# What to do
Your answer must be an exact transcription of every record below, with the pictures omitted.

*** Supplied data ***

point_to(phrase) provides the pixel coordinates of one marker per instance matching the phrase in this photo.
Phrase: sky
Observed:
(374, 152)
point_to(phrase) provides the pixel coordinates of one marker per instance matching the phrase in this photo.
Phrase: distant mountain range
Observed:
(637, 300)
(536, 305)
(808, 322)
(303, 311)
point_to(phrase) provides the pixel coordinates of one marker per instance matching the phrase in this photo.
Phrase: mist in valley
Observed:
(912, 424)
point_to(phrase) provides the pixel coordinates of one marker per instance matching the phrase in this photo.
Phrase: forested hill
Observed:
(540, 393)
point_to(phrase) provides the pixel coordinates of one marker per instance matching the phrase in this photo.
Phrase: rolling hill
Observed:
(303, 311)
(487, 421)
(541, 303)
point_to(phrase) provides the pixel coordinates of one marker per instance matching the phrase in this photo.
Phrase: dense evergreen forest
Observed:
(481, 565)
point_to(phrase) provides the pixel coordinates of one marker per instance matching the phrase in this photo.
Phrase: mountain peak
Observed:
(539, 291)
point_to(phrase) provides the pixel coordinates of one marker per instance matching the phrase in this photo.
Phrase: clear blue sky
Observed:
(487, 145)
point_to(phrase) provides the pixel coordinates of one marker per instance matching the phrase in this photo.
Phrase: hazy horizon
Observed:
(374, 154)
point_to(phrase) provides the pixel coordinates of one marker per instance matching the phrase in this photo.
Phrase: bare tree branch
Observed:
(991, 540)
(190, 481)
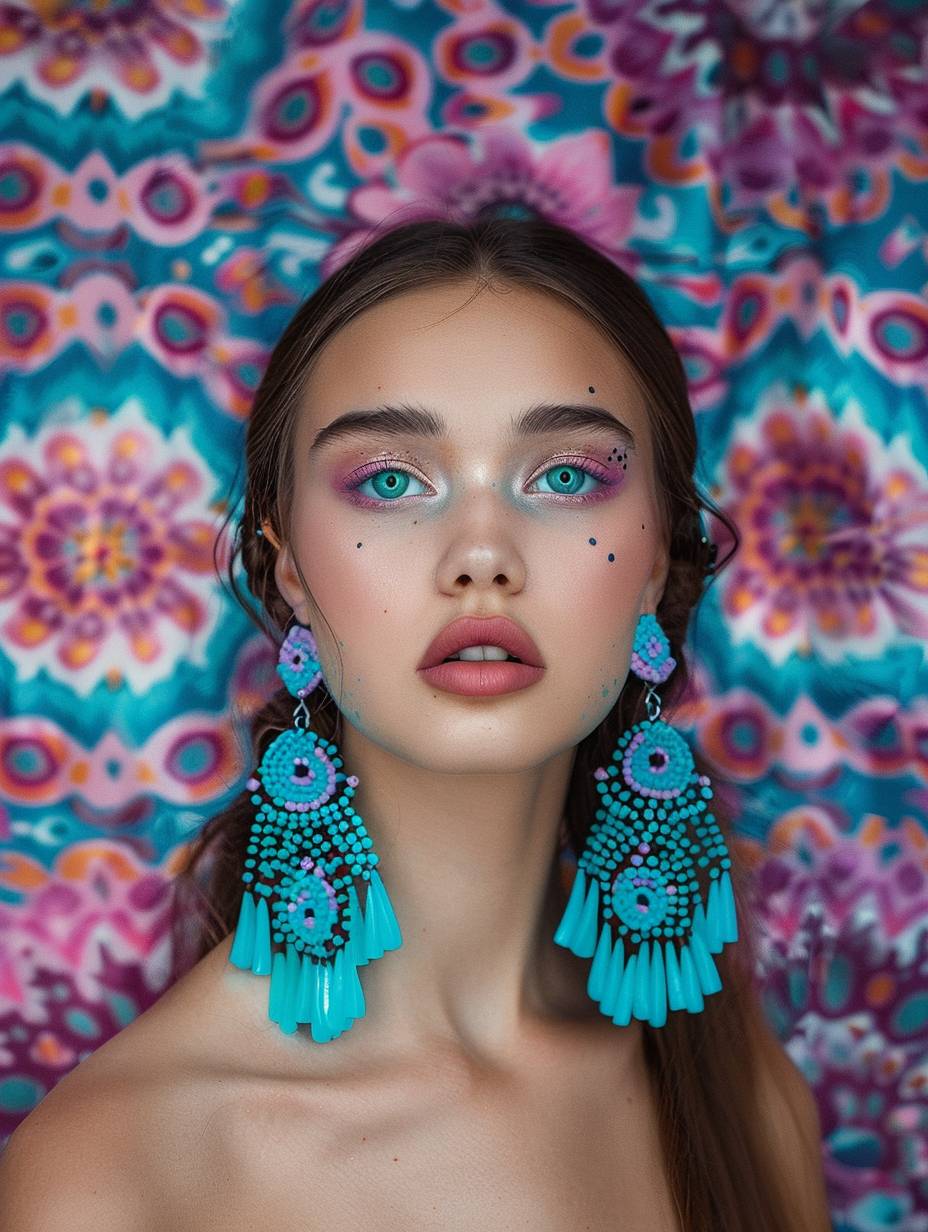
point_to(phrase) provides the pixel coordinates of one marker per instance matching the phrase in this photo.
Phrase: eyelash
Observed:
(579, 463)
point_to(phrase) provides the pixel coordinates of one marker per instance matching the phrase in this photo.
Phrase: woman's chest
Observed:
(546, 1158)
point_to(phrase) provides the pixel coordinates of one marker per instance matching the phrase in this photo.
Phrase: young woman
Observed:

*** End of Supplied data ***

# Result of this exercise
point_to(phrase) provides the pixel coordinates of one marker per instance matching the phrase in this photo.
Phrase: sky
Observed:
(374, 152)
point_to(phrase) provides the pixel coordinates of one marker per instance matching the phrase in this photo.
Phrase: distant mountain range
Observed:
(637, 300)
(536, 305)
(808, 322)
(303, 311)
point_to(phrase) provides the pixel coordinates of one marker per instance matching the phrase in this photo.
Phrase: mist in valley
Observed:
(912, 424)
point_to(phrase) provides the pixel coordinates of one marker per instance matching the phrase in this photo.
Phrase: forested hill
Observed:
(540, 393)
point_to(phrase) provides the pixel coordinates of one marker per instance matching the phrase in this photo.
Phrase: rolling hill
Observed:
(303, 311)
(487, 421)
(541, 303)
point_to(phrase) provides the pixel coordinates of one marker per instance matching the phrase in this photo.
Phrase: dense evergreen forest
Observed:
(481, 565)
point_to(phrase) provides the pixel coordinates of one marker per instance matching the phrase in this photo.
Phrase: mountain peak
Observed:
(539, 291)
point_to(phrase) provides the pixel coordinates of one marker per instance matching the phrase in this photo.
Phrase: clear blue sky
Observed:
(487, 145)
point_to(phrase) provides the pixel coordinates of one marker per instance matching the phrase in this photo.
Phrase: hazy horizon
Observed:
(374, 154)
point_to(phrase) provides the pixel coordinates of one marker per instance matching the phrase in this photo.
Phrase: bare tree branch
Observed:
(991, 540)
(190, 481)
point_to(phrase) provides the pixel coordinates of one marker per instance matching the phrase in this photo.
Phrase: eyelash
Observed:
(579, 463)
point_to(phrase) provides the pixel coordinates of one marker per instance matching the phrase in this photo.
Phrase: woman's chest
Observed:
(546, 1158)
point_to(phrase) provides the pixel coordinates of one marker per instance matching the phrase in this photo.
Phrase: young woman
Observed:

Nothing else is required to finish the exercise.